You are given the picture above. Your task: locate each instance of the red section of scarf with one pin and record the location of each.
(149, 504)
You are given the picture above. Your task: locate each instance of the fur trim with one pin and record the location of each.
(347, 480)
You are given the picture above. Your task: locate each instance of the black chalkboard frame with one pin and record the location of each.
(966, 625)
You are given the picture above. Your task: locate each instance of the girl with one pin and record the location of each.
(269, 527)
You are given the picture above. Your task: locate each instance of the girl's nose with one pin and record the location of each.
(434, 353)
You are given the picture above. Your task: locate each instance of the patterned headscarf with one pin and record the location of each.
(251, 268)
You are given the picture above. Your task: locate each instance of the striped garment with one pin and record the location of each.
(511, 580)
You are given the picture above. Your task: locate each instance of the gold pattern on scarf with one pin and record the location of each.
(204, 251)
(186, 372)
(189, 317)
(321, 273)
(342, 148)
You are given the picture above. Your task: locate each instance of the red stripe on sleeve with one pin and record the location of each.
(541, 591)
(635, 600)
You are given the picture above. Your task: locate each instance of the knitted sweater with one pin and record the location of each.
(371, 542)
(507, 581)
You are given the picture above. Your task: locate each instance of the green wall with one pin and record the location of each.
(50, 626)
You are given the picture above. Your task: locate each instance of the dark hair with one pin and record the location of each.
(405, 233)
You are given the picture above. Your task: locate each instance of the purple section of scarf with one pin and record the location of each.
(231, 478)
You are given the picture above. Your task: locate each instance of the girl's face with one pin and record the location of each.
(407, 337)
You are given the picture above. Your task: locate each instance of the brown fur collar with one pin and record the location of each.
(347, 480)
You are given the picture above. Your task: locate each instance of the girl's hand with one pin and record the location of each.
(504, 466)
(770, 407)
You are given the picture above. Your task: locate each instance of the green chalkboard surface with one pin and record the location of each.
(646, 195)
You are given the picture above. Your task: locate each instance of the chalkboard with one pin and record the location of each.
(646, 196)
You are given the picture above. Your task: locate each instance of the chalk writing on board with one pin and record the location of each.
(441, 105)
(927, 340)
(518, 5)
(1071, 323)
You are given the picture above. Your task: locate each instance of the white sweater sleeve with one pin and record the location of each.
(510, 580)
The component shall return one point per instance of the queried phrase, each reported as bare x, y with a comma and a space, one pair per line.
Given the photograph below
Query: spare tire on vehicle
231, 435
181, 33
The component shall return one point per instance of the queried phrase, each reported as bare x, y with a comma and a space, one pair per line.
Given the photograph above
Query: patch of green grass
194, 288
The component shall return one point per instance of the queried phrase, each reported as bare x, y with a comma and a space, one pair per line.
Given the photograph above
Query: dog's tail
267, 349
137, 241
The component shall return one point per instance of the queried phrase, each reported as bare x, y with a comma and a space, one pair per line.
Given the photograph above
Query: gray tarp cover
::::::
Type out the entries again, word for word.

You are given the picture above. Your task: locate each instance of the red section of scarf with one pin and record the location of each.
(149, 504)
You are given the picture above. Your task: locate each instance of the fur trim with one pin and record the location of each.
(347, 480)
You are given the picture above. Your task: locate each instance of the black chalkboard frame with one pin and record the location of each.
(966, 625)
You are given the picture above. Your task: locate each instance of the girl with one pin and record the location of each.
(269, 527)
You are given the picture above. Your task: locate each instance of the girl's nose with one pin and record the location of each.
(434, 353)
You are given the picture above. Your task: locate each instance of the patterned headscarf with one pin and record the location of each.
(251, 268)
You are given the picture above. Your task: locate each instance of the striped garment with one pin and record the location of each.
(511, 580)
You are given the picture above. Your task: locate each instance of the gold pattern on scarf with one pin and record the location of each.
(204, 251)
(186, 372)
(189, 317)
(321, 273)
(342, 148)
You are given the picture above. Your task: locate each instance of the red stripe on sleeve with one pin and record the location of each.
(541, 591)
(635, 600)
You are given the picture above. Your task: locate each instance of the knitted sweater with one pin and record the location of each.
(371, 542)
(507, 581)
You are given the picture above. Your task: locate each instance of the green wall with one pin and record the location of each.
(50, 626)
You are given the picture above. Your task: locate each instance of the dark hair with one pin and record the location of each.
(405, 233)
You are given the picture above. Your task: locate each instance of the purple section of scarf with one pin and record the location of each.
(231, 478)
You are given the picture above. Your task: locate each instance of the girl's face with one pin and record the location of each.
(407, 337)
You are given the picture above. Your task: locate each instance of the brown fur collar with one pin and record the location of each.
(347, 480)
You are given the picture above. Your task: locate each instance of the girl's hand with one pin and record the location of each.
(504, 466)
(770, 407)
You are given the picture above. Your task: locate each instance of the green chalkboard surface with one pin and record the location of each.
(646, 195)
You are given the picture above. Your task: locate each instance of the chalkboard with one pin and record the location of each.
(646, 196)
You are given the picture above. Your task: locate each instance of the chalk writing on board with one pin and record the location of each.
(441, 105)
(927, 340)
(518, 5)
(1071, 323)
You are given the picture above. Your task: locate each instance of the white sweater sleeve with one pin and record the location of each.
(510, 580)
The component shall return one point per instance of the queried phrase, each reported as bare x, y with a comma and a space, one pair per line.
Given the photograph below
Query: spare tire on vehicle
231, 435
181, 33
The component shall return one point per instance of the queried phrase, each reported as bare x, y with a comma and a space, one pair per line.
Given the photograph above
Query: patch of green grass
194, 288
The component shall return one point per instance of the queried phrase, each reported as bare x, y with a comma and a space, one pair per line.
Given the photograph above
Query: dog's tail
267, 349
137, 241
The component shall return one point per instance of the queried phrase, each reported as bare x, y with a comma and a space, one pair per line.
Given the photograph above
Query: gray tarp cover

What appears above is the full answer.